--- begin Input material ---

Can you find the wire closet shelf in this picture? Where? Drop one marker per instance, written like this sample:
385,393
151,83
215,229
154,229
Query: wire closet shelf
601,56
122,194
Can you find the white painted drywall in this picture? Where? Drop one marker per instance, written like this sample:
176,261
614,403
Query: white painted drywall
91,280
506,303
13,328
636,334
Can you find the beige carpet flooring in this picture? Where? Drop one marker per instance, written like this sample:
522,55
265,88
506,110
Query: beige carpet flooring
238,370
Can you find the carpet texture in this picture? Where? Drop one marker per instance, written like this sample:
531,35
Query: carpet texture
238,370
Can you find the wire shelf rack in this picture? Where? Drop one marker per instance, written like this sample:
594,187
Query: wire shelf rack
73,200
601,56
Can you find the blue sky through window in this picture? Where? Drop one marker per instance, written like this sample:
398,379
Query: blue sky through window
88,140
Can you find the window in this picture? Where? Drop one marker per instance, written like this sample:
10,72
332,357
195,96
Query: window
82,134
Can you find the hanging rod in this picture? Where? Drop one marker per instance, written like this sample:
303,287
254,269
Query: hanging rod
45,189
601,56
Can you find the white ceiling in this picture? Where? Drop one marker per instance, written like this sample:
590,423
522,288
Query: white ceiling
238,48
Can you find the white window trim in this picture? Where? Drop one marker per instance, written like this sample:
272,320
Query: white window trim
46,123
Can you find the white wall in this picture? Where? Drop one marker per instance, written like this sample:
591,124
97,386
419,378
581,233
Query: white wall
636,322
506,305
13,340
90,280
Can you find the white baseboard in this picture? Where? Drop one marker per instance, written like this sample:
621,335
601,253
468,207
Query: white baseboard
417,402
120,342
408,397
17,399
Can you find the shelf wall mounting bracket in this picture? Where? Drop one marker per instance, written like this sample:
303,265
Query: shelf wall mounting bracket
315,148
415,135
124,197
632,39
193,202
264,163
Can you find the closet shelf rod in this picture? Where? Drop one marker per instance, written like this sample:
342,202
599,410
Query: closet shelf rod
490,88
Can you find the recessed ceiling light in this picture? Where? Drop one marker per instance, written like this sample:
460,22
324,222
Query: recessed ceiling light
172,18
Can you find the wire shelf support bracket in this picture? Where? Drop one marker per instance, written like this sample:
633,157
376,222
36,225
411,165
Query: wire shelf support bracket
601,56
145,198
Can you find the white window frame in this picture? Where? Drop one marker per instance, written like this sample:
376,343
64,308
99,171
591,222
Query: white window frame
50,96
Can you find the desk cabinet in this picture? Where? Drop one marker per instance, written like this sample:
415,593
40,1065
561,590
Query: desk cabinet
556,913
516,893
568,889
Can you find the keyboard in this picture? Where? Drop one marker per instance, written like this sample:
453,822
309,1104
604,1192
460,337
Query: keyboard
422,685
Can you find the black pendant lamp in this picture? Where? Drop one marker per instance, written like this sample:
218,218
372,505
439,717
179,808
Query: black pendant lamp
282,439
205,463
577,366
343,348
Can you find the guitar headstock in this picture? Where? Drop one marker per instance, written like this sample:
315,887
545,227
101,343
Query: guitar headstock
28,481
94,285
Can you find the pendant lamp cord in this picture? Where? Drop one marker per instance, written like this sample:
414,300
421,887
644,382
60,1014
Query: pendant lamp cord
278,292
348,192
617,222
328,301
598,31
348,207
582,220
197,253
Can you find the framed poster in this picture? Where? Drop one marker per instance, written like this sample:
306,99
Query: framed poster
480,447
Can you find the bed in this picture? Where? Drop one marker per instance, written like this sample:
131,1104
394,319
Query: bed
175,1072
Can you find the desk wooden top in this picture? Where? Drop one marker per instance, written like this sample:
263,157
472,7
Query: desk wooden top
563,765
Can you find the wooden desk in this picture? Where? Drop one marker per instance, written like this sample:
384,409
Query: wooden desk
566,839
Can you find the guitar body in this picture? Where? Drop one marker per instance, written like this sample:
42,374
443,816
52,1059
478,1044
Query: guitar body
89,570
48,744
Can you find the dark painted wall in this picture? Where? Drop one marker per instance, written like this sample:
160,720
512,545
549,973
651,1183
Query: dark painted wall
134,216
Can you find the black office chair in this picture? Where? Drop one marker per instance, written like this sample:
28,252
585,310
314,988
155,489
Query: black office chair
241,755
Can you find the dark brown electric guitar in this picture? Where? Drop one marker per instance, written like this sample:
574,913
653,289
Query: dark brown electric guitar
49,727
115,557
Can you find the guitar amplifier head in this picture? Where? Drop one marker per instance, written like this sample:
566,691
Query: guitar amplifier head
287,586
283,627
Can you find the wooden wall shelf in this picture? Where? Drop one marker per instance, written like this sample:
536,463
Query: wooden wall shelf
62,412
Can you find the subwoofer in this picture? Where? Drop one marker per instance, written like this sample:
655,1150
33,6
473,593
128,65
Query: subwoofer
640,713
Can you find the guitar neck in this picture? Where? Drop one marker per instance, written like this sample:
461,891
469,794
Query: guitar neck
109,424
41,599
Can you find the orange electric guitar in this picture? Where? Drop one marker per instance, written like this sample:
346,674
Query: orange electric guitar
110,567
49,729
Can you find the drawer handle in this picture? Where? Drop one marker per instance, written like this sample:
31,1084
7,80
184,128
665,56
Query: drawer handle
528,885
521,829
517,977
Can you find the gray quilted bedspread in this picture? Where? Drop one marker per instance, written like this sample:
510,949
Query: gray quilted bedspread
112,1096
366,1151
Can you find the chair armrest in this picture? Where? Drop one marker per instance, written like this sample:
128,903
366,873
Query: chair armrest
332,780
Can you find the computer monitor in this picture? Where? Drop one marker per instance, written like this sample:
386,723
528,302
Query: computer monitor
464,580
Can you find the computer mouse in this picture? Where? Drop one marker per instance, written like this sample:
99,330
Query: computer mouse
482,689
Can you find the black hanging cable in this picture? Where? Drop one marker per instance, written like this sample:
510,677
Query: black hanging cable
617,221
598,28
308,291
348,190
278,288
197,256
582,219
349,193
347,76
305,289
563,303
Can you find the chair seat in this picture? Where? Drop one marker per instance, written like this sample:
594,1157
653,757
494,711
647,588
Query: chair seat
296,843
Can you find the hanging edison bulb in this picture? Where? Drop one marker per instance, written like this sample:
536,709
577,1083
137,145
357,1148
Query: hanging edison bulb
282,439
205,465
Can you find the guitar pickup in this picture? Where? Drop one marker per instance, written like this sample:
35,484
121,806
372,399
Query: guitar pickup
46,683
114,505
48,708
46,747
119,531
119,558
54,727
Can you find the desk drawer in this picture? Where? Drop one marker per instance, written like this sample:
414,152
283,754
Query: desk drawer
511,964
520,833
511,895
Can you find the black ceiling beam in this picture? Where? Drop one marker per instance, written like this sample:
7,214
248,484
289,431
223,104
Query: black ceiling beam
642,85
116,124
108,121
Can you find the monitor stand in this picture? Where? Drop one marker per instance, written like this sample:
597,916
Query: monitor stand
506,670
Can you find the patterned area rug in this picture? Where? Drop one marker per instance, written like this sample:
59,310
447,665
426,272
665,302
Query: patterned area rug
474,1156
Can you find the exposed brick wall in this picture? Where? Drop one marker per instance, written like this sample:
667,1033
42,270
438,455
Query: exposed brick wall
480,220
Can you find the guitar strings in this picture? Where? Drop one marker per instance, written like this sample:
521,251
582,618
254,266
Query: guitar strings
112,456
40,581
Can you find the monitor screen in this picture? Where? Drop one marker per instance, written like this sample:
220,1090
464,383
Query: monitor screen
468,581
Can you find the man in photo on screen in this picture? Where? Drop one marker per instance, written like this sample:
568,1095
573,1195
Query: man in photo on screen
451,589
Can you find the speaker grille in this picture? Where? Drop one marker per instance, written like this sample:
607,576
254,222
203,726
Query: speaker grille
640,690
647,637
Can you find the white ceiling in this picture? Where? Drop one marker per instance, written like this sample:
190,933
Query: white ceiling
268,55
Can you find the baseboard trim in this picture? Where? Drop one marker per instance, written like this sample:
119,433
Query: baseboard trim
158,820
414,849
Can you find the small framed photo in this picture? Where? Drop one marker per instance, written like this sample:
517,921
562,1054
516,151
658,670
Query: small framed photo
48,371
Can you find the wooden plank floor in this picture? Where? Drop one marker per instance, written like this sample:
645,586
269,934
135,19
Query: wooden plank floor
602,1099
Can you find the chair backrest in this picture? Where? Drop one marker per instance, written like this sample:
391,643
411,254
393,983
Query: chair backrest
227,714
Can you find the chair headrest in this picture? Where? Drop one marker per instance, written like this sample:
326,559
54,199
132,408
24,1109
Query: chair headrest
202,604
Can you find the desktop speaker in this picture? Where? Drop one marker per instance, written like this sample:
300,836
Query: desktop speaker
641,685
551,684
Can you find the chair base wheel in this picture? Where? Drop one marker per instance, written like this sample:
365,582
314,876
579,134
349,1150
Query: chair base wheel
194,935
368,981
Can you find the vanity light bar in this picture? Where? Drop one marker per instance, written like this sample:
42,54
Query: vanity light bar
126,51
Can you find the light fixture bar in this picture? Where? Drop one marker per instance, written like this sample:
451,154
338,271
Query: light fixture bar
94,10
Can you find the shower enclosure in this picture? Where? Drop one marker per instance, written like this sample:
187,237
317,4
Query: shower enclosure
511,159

--- end Input material ---
--- begin Input material ---

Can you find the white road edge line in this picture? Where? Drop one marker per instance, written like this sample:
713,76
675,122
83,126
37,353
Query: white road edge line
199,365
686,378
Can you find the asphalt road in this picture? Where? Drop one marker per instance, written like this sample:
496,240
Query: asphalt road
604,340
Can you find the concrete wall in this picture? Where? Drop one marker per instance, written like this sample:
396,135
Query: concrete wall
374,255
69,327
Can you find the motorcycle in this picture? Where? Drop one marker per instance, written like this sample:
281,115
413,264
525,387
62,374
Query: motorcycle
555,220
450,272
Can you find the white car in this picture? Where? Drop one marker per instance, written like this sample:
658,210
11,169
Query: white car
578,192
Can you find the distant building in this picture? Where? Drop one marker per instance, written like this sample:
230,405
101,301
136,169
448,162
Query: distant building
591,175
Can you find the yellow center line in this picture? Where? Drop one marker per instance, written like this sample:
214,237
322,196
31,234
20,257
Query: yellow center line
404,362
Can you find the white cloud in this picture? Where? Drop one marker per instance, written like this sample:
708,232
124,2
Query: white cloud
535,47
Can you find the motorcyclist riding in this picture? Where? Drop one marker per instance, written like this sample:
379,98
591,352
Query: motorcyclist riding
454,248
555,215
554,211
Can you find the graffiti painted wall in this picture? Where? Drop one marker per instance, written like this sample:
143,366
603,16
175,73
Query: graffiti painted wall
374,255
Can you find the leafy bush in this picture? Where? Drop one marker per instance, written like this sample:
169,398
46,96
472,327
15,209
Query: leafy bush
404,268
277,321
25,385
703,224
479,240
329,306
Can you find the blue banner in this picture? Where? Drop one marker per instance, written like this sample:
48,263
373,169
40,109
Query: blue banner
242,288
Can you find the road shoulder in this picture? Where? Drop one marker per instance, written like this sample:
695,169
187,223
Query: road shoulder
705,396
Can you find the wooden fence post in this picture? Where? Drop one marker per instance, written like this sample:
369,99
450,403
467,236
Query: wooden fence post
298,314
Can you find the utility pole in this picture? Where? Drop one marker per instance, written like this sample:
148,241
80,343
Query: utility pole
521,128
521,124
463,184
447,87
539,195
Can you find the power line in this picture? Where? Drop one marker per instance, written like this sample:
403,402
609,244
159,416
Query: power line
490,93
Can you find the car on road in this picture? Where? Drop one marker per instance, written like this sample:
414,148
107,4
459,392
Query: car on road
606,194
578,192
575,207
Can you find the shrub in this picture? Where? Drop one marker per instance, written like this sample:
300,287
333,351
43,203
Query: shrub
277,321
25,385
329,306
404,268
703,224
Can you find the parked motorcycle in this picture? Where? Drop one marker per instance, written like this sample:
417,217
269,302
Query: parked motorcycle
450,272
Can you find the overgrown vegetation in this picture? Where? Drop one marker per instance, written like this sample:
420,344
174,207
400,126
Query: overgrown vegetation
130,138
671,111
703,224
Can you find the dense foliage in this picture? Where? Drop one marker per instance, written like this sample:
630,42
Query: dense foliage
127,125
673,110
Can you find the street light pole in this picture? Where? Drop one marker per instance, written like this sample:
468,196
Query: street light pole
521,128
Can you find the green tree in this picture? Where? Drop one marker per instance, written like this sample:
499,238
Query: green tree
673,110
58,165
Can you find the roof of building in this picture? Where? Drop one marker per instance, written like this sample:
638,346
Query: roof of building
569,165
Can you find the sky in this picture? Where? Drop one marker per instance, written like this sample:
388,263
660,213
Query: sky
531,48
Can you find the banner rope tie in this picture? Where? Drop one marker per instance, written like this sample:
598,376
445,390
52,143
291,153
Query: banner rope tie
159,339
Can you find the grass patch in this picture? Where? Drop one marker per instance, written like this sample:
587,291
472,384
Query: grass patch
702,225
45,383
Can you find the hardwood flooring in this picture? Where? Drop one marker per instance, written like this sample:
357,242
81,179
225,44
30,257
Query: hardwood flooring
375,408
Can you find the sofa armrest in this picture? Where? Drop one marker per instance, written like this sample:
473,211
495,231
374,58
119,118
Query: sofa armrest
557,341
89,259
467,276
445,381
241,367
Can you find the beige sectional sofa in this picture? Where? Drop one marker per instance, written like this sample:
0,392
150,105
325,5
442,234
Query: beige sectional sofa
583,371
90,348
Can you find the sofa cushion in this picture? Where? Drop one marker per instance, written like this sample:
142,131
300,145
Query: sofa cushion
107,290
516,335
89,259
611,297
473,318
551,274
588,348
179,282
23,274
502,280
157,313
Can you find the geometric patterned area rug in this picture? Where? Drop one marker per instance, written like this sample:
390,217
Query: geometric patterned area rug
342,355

--- end Input material ---

» **What is expected**
Can you report every line in the data above that contains the word "wheel", copying each of those lines in full?

» **Final answer**
Can you find the chair base wheel in this picture? Where? Drop one marker per instance, written like this sample:
Query: chair base wheel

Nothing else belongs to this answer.